▶ **Task instructions**:
Count the lines in the rows below that contain the string "grass". Reply with the number alone.

Object pointing dataset rows:
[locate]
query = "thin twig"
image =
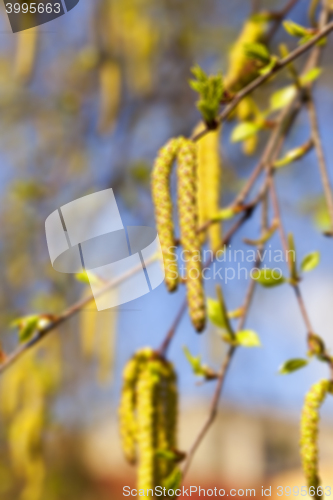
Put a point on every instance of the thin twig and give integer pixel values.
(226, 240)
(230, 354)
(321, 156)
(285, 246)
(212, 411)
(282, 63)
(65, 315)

...

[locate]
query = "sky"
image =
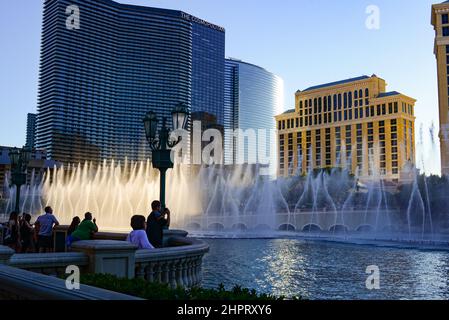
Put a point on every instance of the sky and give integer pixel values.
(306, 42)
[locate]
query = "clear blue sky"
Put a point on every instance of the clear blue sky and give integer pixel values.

...

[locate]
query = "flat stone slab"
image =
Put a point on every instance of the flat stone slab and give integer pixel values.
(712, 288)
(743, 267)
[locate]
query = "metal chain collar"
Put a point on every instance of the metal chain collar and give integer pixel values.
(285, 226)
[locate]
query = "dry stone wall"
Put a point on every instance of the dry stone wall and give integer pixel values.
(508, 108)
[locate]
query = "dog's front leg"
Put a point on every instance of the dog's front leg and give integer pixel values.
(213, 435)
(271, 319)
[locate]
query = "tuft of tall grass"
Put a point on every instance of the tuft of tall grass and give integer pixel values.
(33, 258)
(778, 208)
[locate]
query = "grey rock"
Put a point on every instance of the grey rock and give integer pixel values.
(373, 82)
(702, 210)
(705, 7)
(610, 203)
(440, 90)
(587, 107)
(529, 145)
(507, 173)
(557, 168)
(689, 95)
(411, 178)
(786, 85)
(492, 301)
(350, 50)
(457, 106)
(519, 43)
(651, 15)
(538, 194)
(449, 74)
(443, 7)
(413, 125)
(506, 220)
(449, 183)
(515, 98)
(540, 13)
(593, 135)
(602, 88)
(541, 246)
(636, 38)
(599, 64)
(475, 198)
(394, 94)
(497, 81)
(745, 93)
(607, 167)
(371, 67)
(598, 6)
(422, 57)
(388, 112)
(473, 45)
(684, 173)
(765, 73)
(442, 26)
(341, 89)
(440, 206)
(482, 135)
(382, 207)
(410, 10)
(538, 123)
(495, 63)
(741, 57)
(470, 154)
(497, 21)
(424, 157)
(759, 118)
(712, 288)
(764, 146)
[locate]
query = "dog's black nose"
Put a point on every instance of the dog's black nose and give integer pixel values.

▶ **Exercise response**:
2